Coordinate labeling data
[start]

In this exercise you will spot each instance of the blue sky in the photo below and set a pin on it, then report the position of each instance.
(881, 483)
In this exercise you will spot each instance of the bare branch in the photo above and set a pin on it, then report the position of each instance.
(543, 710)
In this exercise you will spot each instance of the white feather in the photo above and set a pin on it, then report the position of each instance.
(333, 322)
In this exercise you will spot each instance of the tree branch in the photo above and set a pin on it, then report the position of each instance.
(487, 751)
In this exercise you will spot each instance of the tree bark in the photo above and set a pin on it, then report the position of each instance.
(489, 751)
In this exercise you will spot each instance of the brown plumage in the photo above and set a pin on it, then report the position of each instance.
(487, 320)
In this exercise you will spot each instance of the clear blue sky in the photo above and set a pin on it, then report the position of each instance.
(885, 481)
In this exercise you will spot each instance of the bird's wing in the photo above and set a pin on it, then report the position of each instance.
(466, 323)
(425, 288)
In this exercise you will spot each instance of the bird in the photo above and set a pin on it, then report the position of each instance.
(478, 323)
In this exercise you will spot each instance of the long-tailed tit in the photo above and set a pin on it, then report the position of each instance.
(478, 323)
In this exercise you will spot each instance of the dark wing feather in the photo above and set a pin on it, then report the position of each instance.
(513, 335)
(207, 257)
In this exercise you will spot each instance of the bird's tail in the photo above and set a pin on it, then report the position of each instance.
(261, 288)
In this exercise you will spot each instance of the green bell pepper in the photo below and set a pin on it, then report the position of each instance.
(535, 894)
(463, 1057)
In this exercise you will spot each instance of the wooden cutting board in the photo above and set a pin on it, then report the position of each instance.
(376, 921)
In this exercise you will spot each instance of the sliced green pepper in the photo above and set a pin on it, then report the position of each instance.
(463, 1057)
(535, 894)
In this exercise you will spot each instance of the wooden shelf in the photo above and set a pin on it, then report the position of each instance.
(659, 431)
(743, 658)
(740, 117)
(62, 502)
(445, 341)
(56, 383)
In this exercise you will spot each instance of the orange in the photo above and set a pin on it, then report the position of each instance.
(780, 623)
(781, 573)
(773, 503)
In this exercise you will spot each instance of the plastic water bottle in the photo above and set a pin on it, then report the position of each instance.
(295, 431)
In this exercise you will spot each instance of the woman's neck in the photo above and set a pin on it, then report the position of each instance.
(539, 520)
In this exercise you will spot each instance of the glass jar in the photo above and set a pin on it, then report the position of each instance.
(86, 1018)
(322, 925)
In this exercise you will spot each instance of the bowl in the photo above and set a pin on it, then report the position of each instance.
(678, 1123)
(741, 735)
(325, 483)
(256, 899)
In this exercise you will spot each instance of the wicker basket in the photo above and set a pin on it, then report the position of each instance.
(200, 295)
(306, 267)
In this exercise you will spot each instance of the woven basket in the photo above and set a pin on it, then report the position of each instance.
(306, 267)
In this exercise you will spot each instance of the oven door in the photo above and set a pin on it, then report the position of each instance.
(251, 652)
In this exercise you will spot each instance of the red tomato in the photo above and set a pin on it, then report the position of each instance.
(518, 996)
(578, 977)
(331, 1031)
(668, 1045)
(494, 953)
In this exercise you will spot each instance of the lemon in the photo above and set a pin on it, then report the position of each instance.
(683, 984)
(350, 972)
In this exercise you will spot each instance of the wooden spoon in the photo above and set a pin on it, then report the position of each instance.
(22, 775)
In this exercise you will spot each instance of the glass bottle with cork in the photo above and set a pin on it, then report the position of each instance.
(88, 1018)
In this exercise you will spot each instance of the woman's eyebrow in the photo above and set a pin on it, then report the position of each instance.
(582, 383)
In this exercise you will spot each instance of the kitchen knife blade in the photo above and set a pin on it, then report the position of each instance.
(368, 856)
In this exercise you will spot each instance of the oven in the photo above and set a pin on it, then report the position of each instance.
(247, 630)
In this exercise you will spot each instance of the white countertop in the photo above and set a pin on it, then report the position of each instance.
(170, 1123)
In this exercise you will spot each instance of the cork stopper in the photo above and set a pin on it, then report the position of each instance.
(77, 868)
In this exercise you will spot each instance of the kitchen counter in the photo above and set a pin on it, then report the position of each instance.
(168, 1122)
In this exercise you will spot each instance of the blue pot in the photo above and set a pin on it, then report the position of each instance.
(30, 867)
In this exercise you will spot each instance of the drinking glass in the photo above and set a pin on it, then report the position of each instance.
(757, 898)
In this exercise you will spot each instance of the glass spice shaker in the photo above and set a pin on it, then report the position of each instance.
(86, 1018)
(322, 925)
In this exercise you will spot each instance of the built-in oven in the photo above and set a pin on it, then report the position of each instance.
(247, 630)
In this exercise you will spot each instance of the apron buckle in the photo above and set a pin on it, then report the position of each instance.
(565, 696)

[end]

Prompt: Render every line of the data above as a Markdown table with the columns Row and Line, numbering the rows in order and skipping any blank lines.

Correct answer:
| Row | Line |
|---|---|
| 1 | In this exercise you will spot each instance of the blue sky in the photo below and set a pin on it, then report the position of each instance. |
| 2 | (881, 483) |
| 3 | In this exercise you will spot each instance of the bare branch in the photo above and set a pin on it, then report the position of each instance. |
| 4 | (543, 710) |
| 5 | In this exercise you will spot each instance of the white feather in the photo above and set a pin on it, then report the position of each instance. |
| 6 | (333, 322) |
| 7 | In this exercise you will spot each instance of the tree branch in the photo above and set a pin on it, then report the position of each instance. |
| 8 | (487, 751) |
| 9 | In this exercise you will spot each instance of the tree bark in the photo above and set a pin on it, then report the position of each instance. |
| 10 | (489, 751) |
| 11 | In this exercise you will spot each instance of the brown plumage in the photo above and set a pin on it, then report the position of each instance. |
| 12 | (487, 320) |
| 13 | In this exercise you will spot each instance of the clear blue sky in the photo above and set a pin on it, then report the position of each instance. |
| 14 | (885, 481) |
| 15 | In this exercise you will spot each instance of the bird's wing in the photo above and set a pin on it, then report the position of each instance. |
| 16 | (466, 323) |
| 17 | (425, 288) |
| 18 | In this exercise you will spot each instance of the bird in the photo above and set a pin on it, then report the position of each instance. |
| 19 | (478, 323) |
| 20 | In this exercise you will spot each instance of the long-tailed tit in the photo above and set a pin on it, then report the position of each instance. |
| 21 | (478, 323) |
| 22 | In this exercise you will spot each instance of the dark wing feather in the photo above and set a pin on it, then report the position of each instance. |
| 23 | (513, 335) |
| 24 | (207, 257) |
| 25 | In this exercise you will spot each instance of the bird's tail in the photo above and set a pin on it, then report the position of each instance. |
| 26 | (261, 288) |
| 27 | In this exercise you will spot each instance of the green bell pepper in the photo below and set a pin on it, then report the position of each instance. |
| 28 | (535, 894) |
| 29 | (463, 1057) |
| 30 | In this exercise you will spot each instance of the wooden cutting board in the photo above and set a pin on it, then report the position of each instance. |
| 31 | (376, 921) |
| 32 | In this exercise you will spot each instance of the sliced green pepper in the photo above and set a pin on it, then report the position of each instance. |
| 33 | (463, 1057) |
| 34 | (535, 894) |
| 35 | In this exercise you will spot each instance of the wooden shelf in the photo above and set a pin on it, then report the position of each instance. |
| 36 | (659, 431) |
| 37 | (743, 658) |
| 38 | (740, 117) |
| 39 | (62, 502) |
| 40 | (445, 341) |
| 41 | (56, 383) |
| 42 | In this exercise you will spot each instance of the orange in the photo above and set a pin on it, then report the position of each instance. |
| 43 | (780, 623) |
| 44 | (781, 573) |
| 45 | (773, 503) |
| 46 | In this exercise you will spot each instance of the plastic water bottle in the photo above and set a pin on it, then report the position of each instance. |
| 47 | (295, 431) |
| 48 | In this exercise you will spot each instance of the woman's neck in the photo above and set a pin on it, then report the position of each instance. |
| 49 | (539, 520) |
| 50 | In this exercise you will spot each instance of the glass jar in the photo above and set a pin on it, then report the position of each instance. |
| 51 | (86, 1018) |
| 52 | (322, 925) |
| 53 | In this exercise you will spot each instance of the bowl in the photo above and set a pin on it, then report the position of each instance. |
| 54 | (678, 1123) |
| 55 | (741, 735) |
| 56 | (325, 483) |
| 57 | (256, 899) |
| 58 | In this exercise you will spot each instance of the wicker basket in the photo above and set a pin on it, then report the position of each instance. |
| 59 | (200, 295) |
| 60 | (306, 267) |
| 61 | In this exercise you will spot each instance of the woven basket in the photo above and set a pin on it, then report the position of each instance. |
| 62 | (306, 267) |
| 63 | In this exercise you will spot each instance of the oven door in the photo above and set a pin on it, then report the position of each instance. |
| 64 | (251, 652) |
| 65 | In this exercise you will spot each instance of the red tomato in the photo above and set a pin on it, then report the position of each instance. |
| 66 | (518, 996) |
| 67 | (578, 977) |
| 68 | (331, 1031) |
| 69 | (668, 1045) |
| 70 | (494, 953) |
| 71 | In this exercise you will spot each instance of the lemon in the photo above and set a pin on it, then report the position of each instance. |
| 72 | (683, 984) |
| 73 | (350, 972) |
| 74 | In this exercise you will spot each instance of the wooden spoon in the photo above and set a pin on it, then report the position of each instance. |
| 75 | (22, 775) |
| 76 | In this exercise you will spot each instance of the glass bottle with cork in the photo above and set a pin on it, then report the position of each instance. |
| 77 | (88, 1018) |
| 78 | In this exercise you will spot each instance of the woman's eyebrow in the photo above and set a pin on it, then report the position of each instance. |
| 79 | (582, 383) |
| 80 | In this exercise you will spot each instance of the kitchen knife blade in the photo above and set a pin on it, then report the position of each instance. |
| 81 | (368, 856) |
| 82 | In this exercise you will spot each instance of the oven in the photo above and set a pin on it, then report the position of each instance. |
| 83 | (247, 630) |
| 84 | In this exercise you will spot each instance of the white countertop in the photo above and set a pin on it, then report the position of each instance. |
| 85 | (170, 1123) |
| 86 | In this exercise you will spot each instance of the cork stopper in the photo above and set a pin on it, then report the position of each instance. |
| 87 | (77, 868) |
| 88 | In this exercise you will spot each instance of the kitchen counter in the photo above and set a pin on it, then report the position of each instance. |
| 89 | (168, 1122) |
| 90 | In this exercise you will spot each instance of the blue pot in the photo above and set a pin on it, then report the position of each instance. |
| 91 | (30, 867) |
| 92 | In this exercise you will spot each instance of the drinking glass in the photo above and set a pin on it, then report the position of each instance. |
| 93 | (757, 898) |
| 94 | In this exercise you will spot each instance of the glass spice shaker in the photo above and set a pin on it, then report the position of each instance. |
| 95 | (86, 1018) |
| 96 | (322, 925) |
| 97 | In this exercise you will spot each instance of the built-in oven in the photo above and set a pin on it, then report the position of each instance. |
| 98 | (247, 630) |
| 99 | In this exercise you will spot each instance of the apron buckle in the photo above and set a pin on it, then report the position of each instance. |
| 100 | (565, 696) |